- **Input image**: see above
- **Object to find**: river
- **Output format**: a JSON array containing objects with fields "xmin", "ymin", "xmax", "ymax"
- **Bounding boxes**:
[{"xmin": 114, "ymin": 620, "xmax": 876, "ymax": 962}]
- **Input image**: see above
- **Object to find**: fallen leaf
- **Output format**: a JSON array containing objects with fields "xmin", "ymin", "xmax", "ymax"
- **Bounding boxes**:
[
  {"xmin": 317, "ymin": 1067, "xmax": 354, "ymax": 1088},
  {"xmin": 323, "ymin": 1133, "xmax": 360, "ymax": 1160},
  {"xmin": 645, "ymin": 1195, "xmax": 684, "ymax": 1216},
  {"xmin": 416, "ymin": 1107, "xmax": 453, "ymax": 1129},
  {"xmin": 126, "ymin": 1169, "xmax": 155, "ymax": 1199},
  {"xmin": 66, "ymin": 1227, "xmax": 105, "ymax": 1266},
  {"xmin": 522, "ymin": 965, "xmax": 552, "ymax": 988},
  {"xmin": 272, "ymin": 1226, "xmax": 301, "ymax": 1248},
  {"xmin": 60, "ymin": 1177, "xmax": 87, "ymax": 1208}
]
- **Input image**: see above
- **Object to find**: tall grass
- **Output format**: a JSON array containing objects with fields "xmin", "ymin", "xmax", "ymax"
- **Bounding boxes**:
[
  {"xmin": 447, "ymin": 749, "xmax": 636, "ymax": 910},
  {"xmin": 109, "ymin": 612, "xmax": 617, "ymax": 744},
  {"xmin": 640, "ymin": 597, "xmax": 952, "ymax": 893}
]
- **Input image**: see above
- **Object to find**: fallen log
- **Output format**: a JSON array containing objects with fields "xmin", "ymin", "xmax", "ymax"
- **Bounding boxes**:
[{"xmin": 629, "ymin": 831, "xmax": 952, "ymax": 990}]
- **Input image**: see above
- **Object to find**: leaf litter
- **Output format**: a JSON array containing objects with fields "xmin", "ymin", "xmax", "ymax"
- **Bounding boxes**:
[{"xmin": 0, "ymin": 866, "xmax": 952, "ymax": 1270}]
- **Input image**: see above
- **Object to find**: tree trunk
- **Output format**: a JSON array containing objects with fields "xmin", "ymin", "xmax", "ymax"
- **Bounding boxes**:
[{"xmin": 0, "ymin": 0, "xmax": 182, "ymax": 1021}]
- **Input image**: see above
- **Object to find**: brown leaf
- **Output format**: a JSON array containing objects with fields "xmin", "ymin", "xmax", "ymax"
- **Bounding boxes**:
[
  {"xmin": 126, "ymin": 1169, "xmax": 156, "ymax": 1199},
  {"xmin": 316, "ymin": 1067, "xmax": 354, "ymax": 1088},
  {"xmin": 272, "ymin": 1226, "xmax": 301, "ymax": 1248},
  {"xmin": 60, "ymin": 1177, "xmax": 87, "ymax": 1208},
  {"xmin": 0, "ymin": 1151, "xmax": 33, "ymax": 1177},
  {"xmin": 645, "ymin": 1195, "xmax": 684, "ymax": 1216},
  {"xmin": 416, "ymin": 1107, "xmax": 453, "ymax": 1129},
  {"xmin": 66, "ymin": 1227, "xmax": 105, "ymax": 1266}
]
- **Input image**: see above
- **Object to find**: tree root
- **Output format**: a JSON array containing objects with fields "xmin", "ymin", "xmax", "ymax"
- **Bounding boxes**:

────────────────────────────────────────

Exactly reproduce every line of the data above.

**FULL RESPONSE**:
- **Input image**: see above
- **Object to find**: river
- **Output format**: a JSON array containing objects with fields "xmin", "ymin", "xmax", "ymax"
- **Bounding boxes**:
[{"xmin": 114, "ymin": 620, "xmax": 876, "ymax": 962}]
- **Input image**: see above
- **Object to find**: fallen leaf
- **Output format**: a JSON array containing objects with fields "xmin", "ymin", "xmax", "ymax"
- **Bounding boxes**:
[
  {"xmin": 317, "ymin": 1067, "xmax": 354, "ymax": 1088},
  {"xmin": 323, "ymin": 1133, "xmax": 360, "ymax": 1160},
  {"xmin": 645, "ymin": 1195, "xmax": 684, "ymax": 1216},
  {"xmin": 416, "ymin": 1107, "xmax": 453, "ymax": 1129},
  {"xmin": 126, "ymin": 1169, "xmax": 155, "ymax": 1199},
  {"xmin": 66, "ymin": 1227, "xmax": 105, "ymax": 1266},
  {"xmin": 522, "ymin": 965, "xmax": 552, "ymax": 988},
  {"xmin": 272, "ymin": 1226, "xmax": 301, "ymax": 1248},
  {"xmin": 60, "ymin": 1177, "xmax": 87, "ymax": 1208}
]
- **Input image**: see above
- **Object to find**: tall grass
- **Output format**: a JSON array containing objects with fields "xmin", "ymin", "xmax", "ymax"
- **Bounding boxes**:
[
  {"xmin": 447, "ymin": 749, "xmax": 636, "ymax": 910},
  {"xmin": 109, "ymin": 612, "xmax": 617, "ymax": 744},
  {"xmin": 640, "ymin": 597, "xmax": 952, "ymax": 893}
]
- **Input image**: see above
- **Object to find**: fallen log
- **Output format**: a JSON array containing objects with fields "xmin", "ymin", "xmax", "ymax"
- **Bounding boxes**:
[{"xmin": 629, "ymin": 831, "xmax": 952, "ymax": 990}]
- **Input image**: see above
- **Object to find**: leaf litter
- **Output format**: a JSON array containing objects with fields "xmin", "ymin", "xmax", "ymax"
- **Bounding boxes**:
[{"xmin": 0, "ymin": 866, "xmax": 952, "ymax": 1270}]
- **Input image**: see above
- **Object to find**: tree trunk
- **Output format**: a JSON array containing objects with fields "xmin", "ymin", "xmax", "ymax"
- **Bounding boxes**:
[{"xmin": 0, "ymin": 0, "xmax": 182, "ymax": 1021}]
- **Input image**: see above
- **Object to find**: brown leaf
- **Output format**: a JSON array containing objects with fields "xmin", "ymin", "xmax", "ymax"
- **Bounding boxes**:
[
  {"xmin": 126, "ymin": 1169, "xmax": 156, "ymax": 1199},
  {"xmin": 316, "ymin": 1067, "xmax": 354, "ymax": 1088},
  {"xmin": 272, "ymin": 1226, "xmax": 301, "ymax": 1248},
  {"xmin": 60, "ymin": 1177, "xmax": 87, "ymax": 1208},
  {"xmin": 0, "ymin": 1151, "xmax": 33, "ymax": 1177},
  {"xmin": 645, "ymin": 1195, "xmax": 684, "ymax": 1216},
  {"xmin": 416, "ymin": 1107, "xmax": 453, "ymax": 1129},
  {"xmin": 66, "ymin": 1227, "xmax": 105, "ymax": 1266}
]
- **Input image**: see above
- **Object to find**: tree root
- **Output format**: a JSON array containing objects with fields "xmin", "ymin", "xmax", "ymax"
- **Bounding boxes**:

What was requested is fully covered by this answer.